Work instructions: Show all lines of the entries in which the word "exact" is found.

╭─ Data shown

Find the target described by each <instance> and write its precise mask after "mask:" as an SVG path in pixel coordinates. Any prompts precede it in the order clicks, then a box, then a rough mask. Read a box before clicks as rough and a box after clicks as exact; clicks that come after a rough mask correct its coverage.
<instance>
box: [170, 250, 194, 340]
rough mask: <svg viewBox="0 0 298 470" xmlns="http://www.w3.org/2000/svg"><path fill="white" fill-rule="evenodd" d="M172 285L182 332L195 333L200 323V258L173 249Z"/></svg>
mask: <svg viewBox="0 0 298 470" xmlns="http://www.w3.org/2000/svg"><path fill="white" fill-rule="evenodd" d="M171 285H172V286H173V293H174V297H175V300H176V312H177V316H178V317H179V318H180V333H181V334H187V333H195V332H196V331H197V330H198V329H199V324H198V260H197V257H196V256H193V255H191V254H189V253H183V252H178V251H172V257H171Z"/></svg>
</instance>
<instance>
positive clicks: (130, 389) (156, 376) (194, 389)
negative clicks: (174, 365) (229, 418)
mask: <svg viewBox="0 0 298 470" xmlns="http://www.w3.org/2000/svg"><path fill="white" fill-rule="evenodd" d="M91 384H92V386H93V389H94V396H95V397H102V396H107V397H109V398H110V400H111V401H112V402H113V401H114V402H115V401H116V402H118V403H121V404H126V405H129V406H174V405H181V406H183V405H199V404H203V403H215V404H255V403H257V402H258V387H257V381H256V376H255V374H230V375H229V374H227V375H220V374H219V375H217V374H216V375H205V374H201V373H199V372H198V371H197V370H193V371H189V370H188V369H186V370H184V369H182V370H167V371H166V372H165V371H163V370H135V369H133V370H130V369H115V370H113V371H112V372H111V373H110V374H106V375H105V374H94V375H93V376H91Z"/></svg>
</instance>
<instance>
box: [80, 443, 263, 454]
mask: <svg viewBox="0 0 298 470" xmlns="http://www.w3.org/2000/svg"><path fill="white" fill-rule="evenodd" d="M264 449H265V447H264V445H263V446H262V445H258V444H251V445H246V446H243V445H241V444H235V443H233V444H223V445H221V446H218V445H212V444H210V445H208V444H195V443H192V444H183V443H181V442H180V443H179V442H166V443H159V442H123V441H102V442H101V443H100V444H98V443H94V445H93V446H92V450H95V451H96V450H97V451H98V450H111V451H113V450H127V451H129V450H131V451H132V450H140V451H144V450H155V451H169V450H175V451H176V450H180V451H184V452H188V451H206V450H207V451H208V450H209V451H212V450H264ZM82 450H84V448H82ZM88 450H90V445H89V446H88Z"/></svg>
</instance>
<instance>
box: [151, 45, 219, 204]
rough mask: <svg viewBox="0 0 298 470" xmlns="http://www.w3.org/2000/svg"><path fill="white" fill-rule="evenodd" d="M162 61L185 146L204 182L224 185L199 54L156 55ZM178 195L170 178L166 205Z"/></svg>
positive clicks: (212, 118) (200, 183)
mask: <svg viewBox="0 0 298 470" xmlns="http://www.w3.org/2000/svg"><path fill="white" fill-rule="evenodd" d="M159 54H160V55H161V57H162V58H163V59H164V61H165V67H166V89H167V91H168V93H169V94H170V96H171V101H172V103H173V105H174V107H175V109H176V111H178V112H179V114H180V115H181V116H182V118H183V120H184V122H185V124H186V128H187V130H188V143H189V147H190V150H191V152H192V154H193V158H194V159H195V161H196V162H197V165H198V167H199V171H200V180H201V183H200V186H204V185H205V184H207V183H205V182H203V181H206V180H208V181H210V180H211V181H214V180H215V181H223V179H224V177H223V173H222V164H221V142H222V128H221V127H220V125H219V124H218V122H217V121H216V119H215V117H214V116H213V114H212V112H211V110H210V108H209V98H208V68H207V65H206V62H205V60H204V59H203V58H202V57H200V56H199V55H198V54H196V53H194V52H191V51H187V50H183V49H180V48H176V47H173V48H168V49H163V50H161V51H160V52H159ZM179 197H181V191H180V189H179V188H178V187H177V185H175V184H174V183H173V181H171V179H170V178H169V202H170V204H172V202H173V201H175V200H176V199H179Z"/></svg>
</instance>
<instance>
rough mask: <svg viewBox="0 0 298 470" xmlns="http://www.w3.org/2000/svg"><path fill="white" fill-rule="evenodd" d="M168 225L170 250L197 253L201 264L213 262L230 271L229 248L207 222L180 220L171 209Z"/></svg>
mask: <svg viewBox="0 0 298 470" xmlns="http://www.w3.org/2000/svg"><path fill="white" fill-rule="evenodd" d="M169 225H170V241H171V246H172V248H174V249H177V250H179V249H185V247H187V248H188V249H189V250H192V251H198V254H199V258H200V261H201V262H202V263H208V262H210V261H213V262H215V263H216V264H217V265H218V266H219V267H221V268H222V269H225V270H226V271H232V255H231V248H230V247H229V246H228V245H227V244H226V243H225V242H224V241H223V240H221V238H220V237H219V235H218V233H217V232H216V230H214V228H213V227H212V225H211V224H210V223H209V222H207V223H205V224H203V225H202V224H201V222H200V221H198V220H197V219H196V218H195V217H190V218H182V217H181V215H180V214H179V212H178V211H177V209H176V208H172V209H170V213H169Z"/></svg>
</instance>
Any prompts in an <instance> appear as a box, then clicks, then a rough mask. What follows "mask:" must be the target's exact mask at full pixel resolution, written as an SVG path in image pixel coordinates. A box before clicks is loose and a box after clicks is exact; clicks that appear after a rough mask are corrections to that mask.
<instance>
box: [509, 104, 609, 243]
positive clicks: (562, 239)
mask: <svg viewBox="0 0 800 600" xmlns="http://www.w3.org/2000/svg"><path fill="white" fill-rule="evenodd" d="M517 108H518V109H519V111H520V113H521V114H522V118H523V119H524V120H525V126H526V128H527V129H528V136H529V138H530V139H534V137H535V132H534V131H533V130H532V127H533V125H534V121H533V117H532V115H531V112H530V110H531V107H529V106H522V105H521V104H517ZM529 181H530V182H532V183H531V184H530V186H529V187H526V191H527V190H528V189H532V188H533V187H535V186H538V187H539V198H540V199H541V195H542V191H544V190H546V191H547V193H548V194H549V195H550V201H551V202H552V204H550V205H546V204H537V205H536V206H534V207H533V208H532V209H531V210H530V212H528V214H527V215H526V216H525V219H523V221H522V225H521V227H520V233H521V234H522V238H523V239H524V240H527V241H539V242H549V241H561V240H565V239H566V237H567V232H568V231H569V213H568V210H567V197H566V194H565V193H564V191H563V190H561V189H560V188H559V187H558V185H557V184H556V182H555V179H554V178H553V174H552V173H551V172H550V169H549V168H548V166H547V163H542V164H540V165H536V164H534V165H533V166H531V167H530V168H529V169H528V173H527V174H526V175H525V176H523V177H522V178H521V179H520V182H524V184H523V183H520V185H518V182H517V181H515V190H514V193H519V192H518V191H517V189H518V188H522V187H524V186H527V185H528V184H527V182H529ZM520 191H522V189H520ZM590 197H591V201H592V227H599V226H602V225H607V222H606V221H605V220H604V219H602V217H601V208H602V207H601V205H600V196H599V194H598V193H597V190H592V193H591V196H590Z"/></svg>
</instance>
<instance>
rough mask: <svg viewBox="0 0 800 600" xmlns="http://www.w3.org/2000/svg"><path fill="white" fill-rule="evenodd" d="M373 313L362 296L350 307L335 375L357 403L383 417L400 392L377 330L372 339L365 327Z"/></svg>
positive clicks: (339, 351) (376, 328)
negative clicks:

╰─

Exercise response:
Find the target described by each <instance> and write its precise mask after "mask:" as an SVG path in pixel coordinates. Any prompts precede it in the order clicks, then a box, then a rough mask. Read a box before clicks as rough and a box after clicks as exact; clicks that come after a rough mask correct its coverage.
Any prompts in an <instance> appear as a box, then clicks, then a rough mask. What follows "mask:" must be the target's exact mask at full pixel resolution, written as an SVG path in image pixel coordinates. A box before clicks is loose and a box after clicks is exact; clicks that appear after a rough mask are corrections to that mask.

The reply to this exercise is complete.